* **VOTRE TÂCHE**: Recopiez mot pour mot le passage de l'extrait sur le Royaume-Uni et l'Europe qui va de « Le double veto » jusqu'à « Rome en 1957. » inclus.

* **EXTRAIT CHOISI**:
■ ■ ■ ■ ■ ■ ■
Pour certains, ce sommet représente une rupture inédite, puisque même sous Margaret Thatcher le Royaume-Uni avait toujours fait entendre sa voix en Europe et tenté d’exercer une influence sur ses débats. Pour d’autres, ce n’est que l’aboutissement logique, même s’il est regrettable, d’une évolution dans l’attitude britannique vis-à-vis de l’Union, non seulement de la part du parti conservateur revenu au pouvoir depuis dix-huit mois, mais de l’opinion publique britannique dans son ensemble, devenue plus critique que jamais vis-à-vis des institutions européennes.
Le double veto du général De Gaulle
Le Royaume-Uni n’a certes jamais adhéré au projet européen avec ardeur, au moins pour ce qui concernait sa dimension politique. D’abord persuadé que sa splendeur passée, sa puissance économique et sa relation spéciale avec les Etats-Unis la mettaient à l’abri de la nécessité de se rapprocher de ses voisins continentaux, le gouvernement travailliste de Clement Attlee puis celui de Winston Churchill (1951-1955) n’ont pas souhaité s’associer aux négociations qui ont mené à la signature du traité de Rome en 1957.
■ ■ ■ ■ ■ ■ ■
* **MATÉRIEL**:
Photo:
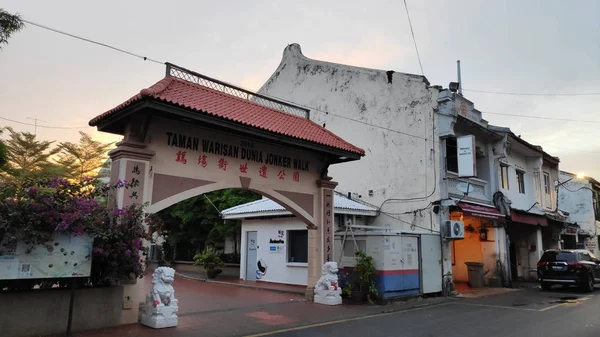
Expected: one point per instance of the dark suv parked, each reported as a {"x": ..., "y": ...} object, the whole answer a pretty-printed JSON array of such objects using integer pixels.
[{"x": 569, "y": 267}]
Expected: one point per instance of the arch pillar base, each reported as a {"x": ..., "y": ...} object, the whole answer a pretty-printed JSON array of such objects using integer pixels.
[{"x": 321, "y": 237}]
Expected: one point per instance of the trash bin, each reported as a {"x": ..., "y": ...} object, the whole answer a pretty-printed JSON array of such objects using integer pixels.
[{"x": 475, "y": 274}]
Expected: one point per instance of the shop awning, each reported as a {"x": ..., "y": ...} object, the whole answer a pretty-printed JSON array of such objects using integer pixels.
[
  {"x": 528, "y": 218},
  {"x": 480, "y": 211}
]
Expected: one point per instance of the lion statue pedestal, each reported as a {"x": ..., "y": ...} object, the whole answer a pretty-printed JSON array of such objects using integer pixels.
[
  {"x": 160, "y": 309},
  {"x": 327, "y": 290}
]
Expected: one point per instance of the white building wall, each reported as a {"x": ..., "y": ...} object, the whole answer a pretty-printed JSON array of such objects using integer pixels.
[
  {"x": 579, "y": 203},
  {"x": 401, "y": 159},
  {"x": 278, "y": 269},
  {"x": 575, "y": 197},
  {"x": 550, "y": 201},
  {"x": 521, "y": 201}
]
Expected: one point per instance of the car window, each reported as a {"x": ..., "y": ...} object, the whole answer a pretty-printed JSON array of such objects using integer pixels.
[
  {"x": 585, "y": 257},
  {"x": 558, "y": 256}
]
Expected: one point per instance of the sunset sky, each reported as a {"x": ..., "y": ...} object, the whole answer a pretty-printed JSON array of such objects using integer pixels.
[{"x": 504, "y": 46}]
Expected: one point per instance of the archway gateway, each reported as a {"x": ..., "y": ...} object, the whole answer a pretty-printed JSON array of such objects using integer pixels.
[{"x": 190, "y": 134}]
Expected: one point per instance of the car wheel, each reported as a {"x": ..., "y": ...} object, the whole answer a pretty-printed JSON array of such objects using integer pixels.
[{"x": 588, "y": 283}]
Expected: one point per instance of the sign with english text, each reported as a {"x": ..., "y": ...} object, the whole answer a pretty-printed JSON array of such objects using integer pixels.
[{"x": 467, "y": 165}]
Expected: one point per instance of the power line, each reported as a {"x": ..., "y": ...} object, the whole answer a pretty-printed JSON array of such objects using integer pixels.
[
  {"x": 542, "y": 117},
  {"x": 47, "y": 127},
  {"x": 567, "y": 149},
  {"x": 414, "y": 40},
  {"x": 532, "y": 94},
  {"x": 94, "y": 42},
  {"x": 159, "y": 62}
]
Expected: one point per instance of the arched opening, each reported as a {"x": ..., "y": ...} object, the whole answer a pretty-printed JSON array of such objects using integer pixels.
[{"x": 189, "y": 134}]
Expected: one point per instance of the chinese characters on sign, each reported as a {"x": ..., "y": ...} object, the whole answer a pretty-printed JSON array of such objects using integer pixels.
[
  {"x": 245, "y": 151},
  {"x": 223, "y": 164},
  {"x": 202, "y": 160},
  {"x": 263, "y": 171},
  {"x": 328, "y": 226},
  {"x": 181, "y": 157},
  {"x": 281, "y": 174}
]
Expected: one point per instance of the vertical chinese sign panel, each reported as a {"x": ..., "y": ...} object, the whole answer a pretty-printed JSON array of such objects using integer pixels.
[
  {"x": 135, "y": 172},
  {"x": 328, "y": 225}
]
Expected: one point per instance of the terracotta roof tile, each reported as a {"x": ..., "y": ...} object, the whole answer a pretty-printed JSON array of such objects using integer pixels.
[{"x": 205, "y": 100}]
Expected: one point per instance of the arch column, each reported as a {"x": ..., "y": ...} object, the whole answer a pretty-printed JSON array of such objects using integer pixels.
[
  {"x": 321, "y": 237},
  {"x": 130, "y": 160}
]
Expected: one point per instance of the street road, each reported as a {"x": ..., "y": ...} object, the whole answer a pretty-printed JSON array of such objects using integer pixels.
[{"x": 530, "y": 312}]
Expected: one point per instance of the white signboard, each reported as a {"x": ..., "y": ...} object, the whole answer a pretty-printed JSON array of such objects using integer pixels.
[
  {"x": 465, "y": 146},
  {"x": 65, "y": 256}
]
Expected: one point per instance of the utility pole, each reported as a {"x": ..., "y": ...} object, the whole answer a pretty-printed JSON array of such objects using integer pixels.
[
  {"x": 35, "y": 120},
  {"x": 459, "y": 77}
]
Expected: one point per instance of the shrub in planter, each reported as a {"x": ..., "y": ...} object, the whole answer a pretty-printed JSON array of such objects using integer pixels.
[
  {"x": 210, "y": 261},
  {"x": 361, "y": 287},
  {"x": 34, "y": 211}
]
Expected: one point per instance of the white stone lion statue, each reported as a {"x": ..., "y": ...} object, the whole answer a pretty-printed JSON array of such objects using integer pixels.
[
  {"x": 162, "y": 293},
  {"x": 160, "y": 309},
  {"x": 327, "y": 289}
]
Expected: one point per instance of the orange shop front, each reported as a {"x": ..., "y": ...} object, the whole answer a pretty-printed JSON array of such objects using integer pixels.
[{"x": 480, "y": 243}]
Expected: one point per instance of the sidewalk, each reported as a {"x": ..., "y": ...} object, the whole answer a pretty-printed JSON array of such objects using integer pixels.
[
  {"x": 212, "y": 309},
  {"x": 286, "y": 288}
]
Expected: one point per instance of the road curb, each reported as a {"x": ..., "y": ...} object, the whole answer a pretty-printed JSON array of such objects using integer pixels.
[
  {"x": 238, "y": 284},
  {"x": 427, "y": 303}
]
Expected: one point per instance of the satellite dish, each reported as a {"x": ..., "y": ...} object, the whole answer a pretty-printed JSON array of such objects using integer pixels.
[{"x": 466, "y": 188}]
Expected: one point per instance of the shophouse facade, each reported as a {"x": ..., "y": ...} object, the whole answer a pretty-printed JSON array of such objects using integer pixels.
[
  {"x": 526, "y": 176},
  {"x": 579, "y": 196}
]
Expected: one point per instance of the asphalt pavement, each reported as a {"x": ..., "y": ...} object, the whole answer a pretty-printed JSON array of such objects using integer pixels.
[{"x": 527, "y": 312}]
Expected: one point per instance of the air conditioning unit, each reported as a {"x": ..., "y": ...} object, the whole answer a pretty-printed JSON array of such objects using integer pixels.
[{"x": 454, "y": 230}]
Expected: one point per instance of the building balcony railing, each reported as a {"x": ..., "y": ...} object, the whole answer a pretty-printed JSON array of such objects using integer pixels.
[
  {"x": 478, "y": 187},
  {"x": 205, "y": 81}
]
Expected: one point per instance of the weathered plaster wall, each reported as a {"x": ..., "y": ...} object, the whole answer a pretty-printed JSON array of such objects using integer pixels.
[
  {"x": 575, "y": 197},
  {"x": 554, "y": 176},
  {"x": 348, "y": 99},
  {"x": 521, "y": 201},
  {"x": 278, "y": 269}
]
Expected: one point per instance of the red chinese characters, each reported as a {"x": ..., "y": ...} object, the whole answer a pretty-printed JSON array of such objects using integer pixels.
[
  {"x": 202, "y": 160},
  {"x": 263, "y": 171},
  {"x": 223, "y": 164},
  {"x": 281, "y": 175},
  {"x": 181, "y": 157}
]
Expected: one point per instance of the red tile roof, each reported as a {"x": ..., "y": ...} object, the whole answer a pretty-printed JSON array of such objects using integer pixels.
[{"x": 208, "y": 101}]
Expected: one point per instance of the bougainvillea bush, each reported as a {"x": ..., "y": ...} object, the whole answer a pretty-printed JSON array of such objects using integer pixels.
[{"x": 34, "y": 211}]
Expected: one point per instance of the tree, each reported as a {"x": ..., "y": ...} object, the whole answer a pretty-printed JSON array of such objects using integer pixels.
[
  {"x": 28, "y": 157},
  {"x": 9, "y": 24},
  {"x": 3, "y": 153},
  {"x": 192, "y": 224},
  {"x": 84, "y": 158}
]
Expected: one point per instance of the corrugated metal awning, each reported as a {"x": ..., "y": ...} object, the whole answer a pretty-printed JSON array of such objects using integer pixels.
[
  {"x": 528, "y": 218},
  {"x": 480, "y": 211}
]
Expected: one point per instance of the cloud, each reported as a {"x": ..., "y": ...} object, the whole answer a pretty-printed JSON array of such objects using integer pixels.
[{"x": 378, "y": 53}]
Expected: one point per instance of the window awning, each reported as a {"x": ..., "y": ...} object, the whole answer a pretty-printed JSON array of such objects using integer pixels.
[
  {"x": 480, "y": 211},
  {"x": 528, "y": 218}
]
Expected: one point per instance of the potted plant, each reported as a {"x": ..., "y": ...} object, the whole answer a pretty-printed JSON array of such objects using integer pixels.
[
  {"x": 210, "y": 261},
  {"x": 362, "y": 283}
]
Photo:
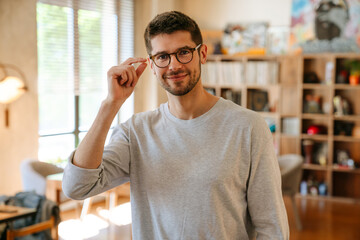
■ ■ ■ ■ ■ ■ ■
* **RÉPONSE COMPLÈTE**:
Le double veto du général De Gaulle
Le Royaume-Uni n’a certes jamais adhéré au projet européen avec ardeur, au moins pour ce qui concernait sa dimension politique. D’abord persuadé que sa splendeur passée, sa puissance économique et sa relation spéciale avec les Etats-Unis la mettaient à l’abri de la nécessité de se rapprocher de ses voisins continentaux, le gouvernement travailliste de Clement Attlee puis celui de Winston Churchill (1951-1955) n’ont pas souhaité s’associer aux négociations qui ont mené à la signature du traité de Rome en 1957.